Reproduce all of the material below word for word, leaving every line unchanged.

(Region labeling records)

--*--

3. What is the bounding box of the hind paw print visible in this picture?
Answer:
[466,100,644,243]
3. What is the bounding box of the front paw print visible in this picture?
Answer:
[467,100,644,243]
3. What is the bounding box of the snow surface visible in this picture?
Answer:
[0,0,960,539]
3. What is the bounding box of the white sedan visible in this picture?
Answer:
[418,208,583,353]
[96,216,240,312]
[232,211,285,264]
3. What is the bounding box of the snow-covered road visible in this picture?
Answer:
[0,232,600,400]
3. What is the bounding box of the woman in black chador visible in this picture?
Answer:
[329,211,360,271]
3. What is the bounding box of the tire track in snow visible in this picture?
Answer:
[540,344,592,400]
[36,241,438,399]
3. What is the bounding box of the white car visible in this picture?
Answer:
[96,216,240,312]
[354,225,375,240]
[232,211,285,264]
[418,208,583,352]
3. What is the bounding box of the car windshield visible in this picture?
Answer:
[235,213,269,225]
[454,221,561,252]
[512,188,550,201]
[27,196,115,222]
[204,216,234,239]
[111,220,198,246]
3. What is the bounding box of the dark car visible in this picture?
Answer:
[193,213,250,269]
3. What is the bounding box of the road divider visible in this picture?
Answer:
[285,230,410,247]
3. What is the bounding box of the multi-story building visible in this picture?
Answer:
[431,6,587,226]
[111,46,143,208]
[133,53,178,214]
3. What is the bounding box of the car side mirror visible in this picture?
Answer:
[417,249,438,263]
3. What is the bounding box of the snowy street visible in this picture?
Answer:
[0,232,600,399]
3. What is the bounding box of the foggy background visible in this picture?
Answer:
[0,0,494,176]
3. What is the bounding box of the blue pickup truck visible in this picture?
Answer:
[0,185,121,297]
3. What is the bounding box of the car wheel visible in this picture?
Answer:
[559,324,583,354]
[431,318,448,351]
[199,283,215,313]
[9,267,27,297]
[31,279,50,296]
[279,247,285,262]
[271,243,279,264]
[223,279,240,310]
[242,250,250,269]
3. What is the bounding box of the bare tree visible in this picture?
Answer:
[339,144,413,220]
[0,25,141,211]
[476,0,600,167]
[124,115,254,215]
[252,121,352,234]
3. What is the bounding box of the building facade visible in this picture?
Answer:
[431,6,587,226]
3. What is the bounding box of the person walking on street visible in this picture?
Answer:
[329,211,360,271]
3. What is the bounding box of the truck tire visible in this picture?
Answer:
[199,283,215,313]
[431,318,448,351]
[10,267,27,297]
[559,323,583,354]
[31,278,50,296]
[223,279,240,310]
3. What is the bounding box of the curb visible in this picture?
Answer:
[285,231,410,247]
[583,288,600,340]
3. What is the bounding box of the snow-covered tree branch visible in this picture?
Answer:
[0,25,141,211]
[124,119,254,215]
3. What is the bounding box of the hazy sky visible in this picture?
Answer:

--*--

** Task response **
3. What is the bounding box of the hind paw print visible in this picture?
Answer:
[466,100,644,243]
3. What is the bounding box of the front paw print visible in this picture?
Answer:
[467,100,644,243]
3. What is the bounding box of the snow surface visible in this picture?
Answer:
[0,0,960,539]
3. What is the bounding box of the white sedan visible in this picture?
Answer:
[418,208,583,353]
[96,216,240,312]
[232,211,285,264]
3. What is the bounding box of the snow-covered road visible in this picture?
Answer:
[0,232,600,400]
3. What is the bounding box of the woman in black chador visible in this picture?
Answer:
[329,211,360,271]
3. What is the bounding box of the tire track in snow visible in this picture?
Answer:
[540,344,592,400]
[36,241,438,399]
3. What is the bounding box of the white car visible in this picture?
Answer:
[96,216,240,312]
[354,225,375,240]
[232,211,285,264]
[418,208,583,352]
3. What is the bounding box of the car windshield visible in this picture?
Answer:
[235,213,269,225]
[454,221,561,252]
[512,188,550,201]
[27,196,115,222]
[204,216,234,239]
[111,220,198,246]
3. What is the bounding box of the dark car visible in this picture?
Answer:
[193,213,250,269]
3. What is the bounding box of the road divider visible in this picture?
Answer:
[285,230,410,247]
3. What is the bounding box of the multi-story building visible in this picture?
Answer:
[431,6,587,226]
[111,46,143,208]
[133,53,178,214]
3. What is the bounding box of the car side mirror visible in this picture?
Answer:
[417,249,438,263]
3. What is the bounding box of the snowy street visible in this picture?
Answer:
[0,232,600,399]
3. What is the bounding box of the foggy background visible in this picture?
Answer:
[0,0,494,176]
3. What is the bounding box of the blue pickup truck visible in this picture?
Answer:
[0,185,121,297]
3. What is the bounding box of the car wheel visible in this picture?
Answer:
[559,324,583,354]
[431,318,448,351]
[199,283,215,313]
[9,267,27,297]
[31,279,50,296]
[279,247,285,262]
[271,243,279,264]
[223,279,240,310]
[242,250,250,269]
3. What is the bounding box of the bare tree visible in this picture?
Answer:
[339,144,413,220]
[0,25,141,211]
[476,0,600,167]
[124,115,254,215]
[252,121,352,234]
3. What is the bounding box of the building facade visible in this picture?
Answer:
[431,6,587,226]
3. What is the bounding box of the person walking on street visible in this picture?
Answer:
[329,211,360,271]
3. What is the bounding box of the truck tire visible in this picture?
Answer:
[199,283,215,313]
[431,318,448,351]
[10,267,27,297]
[559,323,583,354]
[31,278,50,296]
[223,279,240,310]
3. What is the bounding box of the curb visible in this picture?
Answer:
[285,231,410,247]
[583,288,600,340]
3. What is the bounding box of the snow-covered tree branch visible in this picture?
Answer:
[0,25,141,211]
[124,119,254,215]
3. What is the bounding box of the hazy sky visible in this picture?
Answer:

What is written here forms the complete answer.